SELECTED TEXT:
Strawberries! Don't forget the strawberries. Everyone putting in some more effort in their gardening grows them. It's a must among swedes to say that strawberries, warm from the sun and picked directly from the plant are the best.

Do note that the lawn has to be pretty wellkept. There is a silent agreement that the garden should be neat, but not a masterpiece. If anyone makes a perfect job - and this especially accounts for the lawn - it's regarded with a hint of suspicion. Masterpieces are percieved as a silent accusation that all the others are not making enough for their own gardens (or whatever - swedes are good at sending presupposed messages and misunderstand them). The level of neatness varies. The most wellkept gardens I've seen I saw in Sjöbo - a small swedish village that some years before had had an voting that cut the society in half (the subject was if the village should recieve refugees or not, which stired racism and accusations of racism). The gardens were almost neurotically neat, with crisp edges on the lawns, the short grass and the compulsory bush on the front.

Something else to note is which things people can leave outside without loosing face. Gigantic trampolines as well as splasher pools with steel support are in fashion now - you even find them in the minute gardens of terraced houses. Toys are tolerated as long as they are strewn around a sandbox or a pool. Wheelbarrows and other weather hardy tools are seldom left out, they are kept in a small shed. Families with kids builds a playhouse in wood.

The garden gnome is a sensitive subject - it's often considered cheap. A small wooden windmill or a sundial is what you can have and still not loose face. That's why those who love garden gnomes sometimes keeps gardens that bursts with stone trolls, windmills, concrete mushrooms, fake wells, painted stones and bronze eagles. I can't help frown (I would never have that in my garden) and think that it's utterly fun. Note though that terracotta pots and globes glased in blue has been in fashion lately. Everyone with a 'stylish' garden had them. Today I think the herbgarden replaced them as garden accessory.

I may be odd, keeping my garden indoors like I do, but I doubt I would have a 'real' one being much different from my neighbours'. Swedes have an odd ability to do exactly the same 'different' thing every single one at the same time. My biggest worry right now, though, is the care of my current plants; it's been neglected. As you can see in the photo my tomatoes are trying to lift the grow lights all by themselves.

*Sometimes refered to as gypsy, but I prefer to use their own word for their people.

RECORDS:
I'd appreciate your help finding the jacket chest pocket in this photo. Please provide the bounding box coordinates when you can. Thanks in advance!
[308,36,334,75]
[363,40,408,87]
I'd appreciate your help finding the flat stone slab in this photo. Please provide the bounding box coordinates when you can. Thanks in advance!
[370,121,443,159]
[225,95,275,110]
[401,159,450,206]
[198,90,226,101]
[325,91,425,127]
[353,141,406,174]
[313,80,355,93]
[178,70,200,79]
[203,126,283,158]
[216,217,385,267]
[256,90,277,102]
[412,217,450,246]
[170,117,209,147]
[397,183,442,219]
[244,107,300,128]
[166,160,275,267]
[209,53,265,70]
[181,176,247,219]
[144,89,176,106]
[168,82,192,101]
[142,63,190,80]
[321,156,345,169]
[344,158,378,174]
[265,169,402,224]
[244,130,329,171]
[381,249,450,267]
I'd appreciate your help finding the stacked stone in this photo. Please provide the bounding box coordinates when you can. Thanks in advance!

==

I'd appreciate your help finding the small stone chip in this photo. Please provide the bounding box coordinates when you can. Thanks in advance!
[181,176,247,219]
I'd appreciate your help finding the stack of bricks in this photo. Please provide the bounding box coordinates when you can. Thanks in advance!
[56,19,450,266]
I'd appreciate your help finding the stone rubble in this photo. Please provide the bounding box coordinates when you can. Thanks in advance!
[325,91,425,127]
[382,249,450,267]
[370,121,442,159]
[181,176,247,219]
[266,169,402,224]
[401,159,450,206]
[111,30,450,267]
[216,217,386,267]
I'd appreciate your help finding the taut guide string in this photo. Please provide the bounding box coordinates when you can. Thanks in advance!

TASKS TO COMPLETE:
1) Translate this sentence from the text on Swedish gardens into French: "Toys are tolerated as long as they are strewn around a sandbox or a pool."
2) Quote the records word for word, beginning at the line containing "I'd appreciate your help finding the jacket" and continuing through the line containing "[363,40,408,87]".

PROBLEM SOLUTIONS:
1) Les jouets sont tolérés tant qu'ils sont éparpillés autour d'un bac à sable ou d'une piscine.

2)
I'd appreciate your help finding the jacket chest pocket in this photo. Please provide the bounding box coordinates when you can. Thanks in advance!
[308,36,334,75]
[363,40,408,87]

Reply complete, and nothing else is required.